*SCHOOL LEAVERS TO BE TRAINED DIRECTLY
By ZAMBIA NEWS FEATURES CORRESPONDENT
The Zambian government has introduced a new direct entry midwifery course to allow for training of more midwives and has extended retention schemes to tutors in training schools to bolster the professional human resource available for maternal health care.
Currently, only trained general nurses are accepted for further training as midwives.
President Rupiah Banda also disclosed that the country has recorded a decrease in maternal mortality ratio from 729 deaths per 100,000 lives births in the year 2000 to 591 deaths in the year 2007.
Banda who launched the Campaign for Accelerated Reduction of Maternal Mortality in Zambia (CARMMZ) in Lusaka Saturday under theme “Africa cares: No woman should die while giving life” said government has taken steps to enhance safe and successful childbirth that includes the construction of 33 district hospitals.
Banda said the launch of CARMA in Zambia was a critical development because large numbers of women who die during child birth.
“This is a global crisis with one woman dying per minute. This translates into over half a million women dying every year,” he said.

• [Tasks]:
**1)** Answer these from the maternal health article:
(a) Who is currently accepted for further training as midwives?
(b) What maternal mortality figure does the article give for 2007?
(c) How many district hospitals are being built?
**2)** Reproduce the maternal health article word for word from "Currently, only trained" to "the year 2007.".
**3)** Write the next part of the article on Zambia's maternal mortality campaign, picking up after its final sentence.

• [Input data]:
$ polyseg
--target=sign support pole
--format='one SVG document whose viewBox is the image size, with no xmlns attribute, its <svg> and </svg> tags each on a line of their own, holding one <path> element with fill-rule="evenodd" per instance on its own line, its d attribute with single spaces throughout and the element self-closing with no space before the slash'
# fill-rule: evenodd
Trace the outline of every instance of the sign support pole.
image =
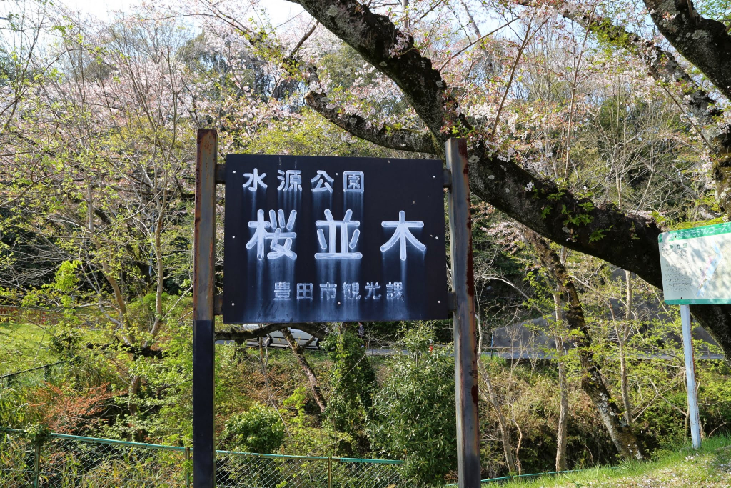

• [Outputs for the tasks]:
**1)**
(a) Trained general nurses.
(b) 591 deaths per 100,000 live births.
(c) 33.

**2)**
Currently, only trained general nurses are accepted for further training as midwives.
President Rupiah Banda also disclosed that the country has recorded a decrease in maternal mortality ratio from 729 deaths per 100,000 lives births in the year 2000 to 591 deaths in the year 2007.

**3)**
The President said government was gravely concerned about the deficiencies in the health sector and their impact on expectant women adding that it was a collective duty as nations and governments to tackle deaths during childbirth so that the right to life was not terminated in the very circumstances where new life should brought into the world.
“For this reason I must appeal to all organizations and institutions represented here to partner with government to build a health system that is responsive to the needs of expectant women, babies and children,” President Banda said.
He said there was need to give every woman the information and support to control her reproductive life, help her through pregnancy, and take care of her and her newborn well into a healthy childhood.
Banda directed the Ministries of Health and Finance and National Planning (MFNP) to work closely and get maternal mortality recognized as a key indicator of a functioning health system and nation.
He said with the training of medical professionals around the country, government keenly supported the training of traditional birth attendants in rural areas.
“There are rural areas where quality medical care cannot be accessed because of long distances, and it is such areas that traditional birth attendants have in some cases made the telling differences,” he said.
Banda said government was fully cognizant that there was need for sustainable high level of efforts to reduce maternal mortality stating that deaths during pregnancies were considered to be the most avoidable and preventable if women had access to quality family planning services, skilled care during pregnancy and child birth.
In May last year the African Union (AU) officially launched CARMA in Addis Ababa, Ethiopia, as one of the programmes for other African countries to do so in a bid to address maternal mortality and 16 countries have so far launched it.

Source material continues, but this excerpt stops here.